- **EXERCISE INSTRUCTIONS**:
**A.** Please quote the workplace review word for word, starting with "Hiring here is" and going on through "dressed as dedication.".
**B.** Extend the workplace review by writing on from its final sentence.

Pros
24/7 Availability Training and Makes Future Jobs Look Amazing!
Even an average workplace will seem like a luxury upgrade afterward.
Cons
The office itself is located in a cramped residential building that somehow manages to be both tiny and permanently untidy. Space is so limited that comfort clearly never made it into the planning stage. Employees are expected to clock in on time like machines, but leaving on time? That depends entirely on whether someone decides to dump an “urgent” task on you five minutes before closing.
And once you’re at your desk, the expectation is simple: stay there. Need to step out for a call or take a breather? Absolutely not, my friend! Every minute is monitored so closely you’d think they were billing NASA for your time.
Hiring here is a continuous process, not because the company is growing, but because people keep escaping. Role clarity is another standout feature. Your job title means absolutely nothing. Whether you joined for one role or another, you’ll eventually become a copywriter, designer, strategist, photographer, editor, client servicer, account manager, analyst, therapist, and possibly electrician if required. Multi-tasking here isn’t a skill, it’s a survival requirement, rewarded generously with chillar in exchange.
And client servicing? Apparently, boundaries are illegal here. If a client messages at 2 AM, you’re expected to respond instantly. On leave? Still available. Family emergency? Keep checking the group chat. They proudly call this their “USP,” though most people would call it exploitation dressed as dedication.

(Stored records)
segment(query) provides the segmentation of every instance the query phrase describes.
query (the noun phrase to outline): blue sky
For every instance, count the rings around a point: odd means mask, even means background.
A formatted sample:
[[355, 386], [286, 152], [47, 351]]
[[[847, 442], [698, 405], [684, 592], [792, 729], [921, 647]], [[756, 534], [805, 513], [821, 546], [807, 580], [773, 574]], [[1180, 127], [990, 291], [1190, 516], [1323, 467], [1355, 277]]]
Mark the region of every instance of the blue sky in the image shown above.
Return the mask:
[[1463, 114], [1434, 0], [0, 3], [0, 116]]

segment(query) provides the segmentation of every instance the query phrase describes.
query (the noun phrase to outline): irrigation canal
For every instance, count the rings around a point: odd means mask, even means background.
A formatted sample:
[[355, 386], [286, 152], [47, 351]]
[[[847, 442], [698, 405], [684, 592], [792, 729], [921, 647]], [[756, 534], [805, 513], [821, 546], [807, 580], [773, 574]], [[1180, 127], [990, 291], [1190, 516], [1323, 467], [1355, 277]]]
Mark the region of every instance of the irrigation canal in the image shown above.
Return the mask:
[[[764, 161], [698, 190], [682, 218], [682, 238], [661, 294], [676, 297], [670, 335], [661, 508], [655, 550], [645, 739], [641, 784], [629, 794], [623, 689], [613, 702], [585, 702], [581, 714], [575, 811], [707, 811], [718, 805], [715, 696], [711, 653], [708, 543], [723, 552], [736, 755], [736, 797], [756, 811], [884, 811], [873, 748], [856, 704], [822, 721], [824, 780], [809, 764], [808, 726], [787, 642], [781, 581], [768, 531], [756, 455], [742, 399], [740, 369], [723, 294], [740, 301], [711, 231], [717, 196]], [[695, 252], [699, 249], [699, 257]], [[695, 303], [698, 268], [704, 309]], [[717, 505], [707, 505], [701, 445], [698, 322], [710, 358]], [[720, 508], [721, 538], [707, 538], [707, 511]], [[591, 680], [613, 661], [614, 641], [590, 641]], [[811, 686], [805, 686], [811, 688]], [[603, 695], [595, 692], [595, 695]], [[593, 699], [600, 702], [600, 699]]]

...

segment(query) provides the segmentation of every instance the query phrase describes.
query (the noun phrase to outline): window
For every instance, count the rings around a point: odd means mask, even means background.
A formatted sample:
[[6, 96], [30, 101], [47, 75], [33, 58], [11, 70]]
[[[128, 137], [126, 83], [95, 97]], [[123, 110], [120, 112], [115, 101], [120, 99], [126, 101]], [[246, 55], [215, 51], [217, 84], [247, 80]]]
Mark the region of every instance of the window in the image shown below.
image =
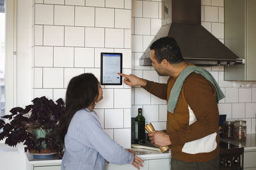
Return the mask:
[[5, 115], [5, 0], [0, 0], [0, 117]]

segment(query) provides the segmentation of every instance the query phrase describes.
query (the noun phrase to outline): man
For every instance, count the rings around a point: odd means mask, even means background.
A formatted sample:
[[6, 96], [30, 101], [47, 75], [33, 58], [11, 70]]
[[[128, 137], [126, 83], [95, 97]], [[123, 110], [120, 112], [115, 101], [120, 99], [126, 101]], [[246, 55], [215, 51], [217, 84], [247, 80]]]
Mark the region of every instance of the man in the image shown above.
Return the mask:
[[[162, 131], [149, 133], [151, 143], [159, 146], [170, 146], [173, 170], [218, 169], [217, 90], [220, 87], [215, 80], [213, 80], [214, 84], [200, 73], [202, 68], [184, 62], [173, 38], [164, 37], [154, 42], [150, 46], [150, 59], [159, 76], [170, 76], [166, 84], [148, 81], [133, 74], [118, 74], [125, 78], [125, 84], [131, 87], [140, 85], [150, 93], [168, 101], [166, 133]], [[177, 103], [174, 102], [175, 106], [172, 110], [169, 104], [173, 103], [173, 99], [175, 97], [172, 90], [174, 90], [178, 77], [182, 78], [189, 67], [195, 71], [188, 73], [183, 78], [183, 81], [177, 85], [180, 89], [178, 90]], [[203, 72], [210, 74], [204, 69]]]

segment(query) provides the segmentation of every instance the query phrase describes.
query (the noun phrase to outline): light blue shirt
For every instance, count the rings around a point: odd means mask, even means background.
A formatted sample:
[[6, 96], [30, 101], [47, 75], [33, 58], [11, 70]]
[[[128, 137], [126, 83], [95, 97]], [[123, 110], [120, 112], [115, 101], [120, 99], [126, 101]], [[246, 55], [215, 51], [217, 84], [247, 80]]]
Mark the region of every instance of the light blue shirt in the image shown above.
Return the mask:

==

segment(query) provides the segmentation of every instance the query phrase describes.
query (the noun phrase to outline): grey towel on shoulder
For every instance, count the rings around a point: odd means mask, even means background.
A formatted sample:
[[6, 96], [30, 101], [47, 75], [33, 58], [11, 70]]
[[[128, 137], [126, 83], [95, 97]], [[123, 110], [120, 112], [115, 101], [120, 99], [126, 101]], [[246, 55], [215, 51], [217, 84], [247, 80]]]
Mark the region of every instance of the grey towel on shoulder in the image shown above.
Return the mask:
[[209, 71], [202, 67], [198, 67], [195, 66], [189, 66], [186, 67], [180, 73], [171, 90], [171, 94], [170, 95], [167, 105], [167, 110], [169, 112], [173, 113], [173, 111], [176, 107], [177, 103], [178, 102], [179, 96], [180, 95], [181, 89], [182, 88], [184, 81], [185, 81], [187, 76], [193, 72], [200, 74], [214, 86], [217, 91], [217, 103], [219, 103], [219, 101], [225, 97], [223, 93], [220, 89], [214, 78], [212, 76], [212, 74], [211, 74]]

- **RESULTS FOR THE EXERCISE**:
**A.**
Hiring here is a continuous process, not because the company is growing, but because people keep escaping. Role clarity is another standout feature. Your job title means absolutely nothing. Whether you joined for one role or another, you’ll eventually become a copywriter, designer, strategist, photographer, editor, client servicer, account manager, analyst, therapist, and possibly electrician if required. Multi-tasking here isn’t a skill, it’s a survival requirement, rewarded generously with chillar in exchange.
And client servicing? Apparently, boundaries are illegal here. If a client messages at 2 AM, you’re expected to respond instantly. On leave? Still available. Family emergency? Keep checking the group chat. They proudly call this their “USP,” though most people would call it exploitation dressed as dedication.

**B.**
Management deserves a special mention for consistently managing to not manage anything. Support is rare, structure is nonexistent, and leadership roles seem to rotate every few months based on favoritism. One day a person is Team Lead, next month Marketing Head, then suddenly CEO. A career path powered entirely by friendships and connections rather than skills or experience.
Leadership style mostly consists of calling employees into a cabin, shouting dramatically, banging tables for effect, and expecting silence in return. Professionalism clearly missed that meeting.
Office politics also deserves applause. Instead of solving issues professionally, there seems to be a strategy of collecting gossips, building mini fan clubs, and weaponizing personal information later. Niccolò Machiavelli would be proud!
As for HR, don’t expect solutions. Their golden advice: “Even if it’s not your fault, just say sorry. This will also help you in future” Conflict resolution has never been this lazyyyyyyy. When not dispensing wisdom, they appear deeply committed to screen time and snack management, while the same person may appear at your desk to ban eating during work.
An Office So Bad, Even Stress Resigned And The Only Thing Creative Here Is the Chaos!
Overall, if you enjoy dysfunction, emotional exhaustion, and wearing seven hats for one pay check, this might just be your dream destination.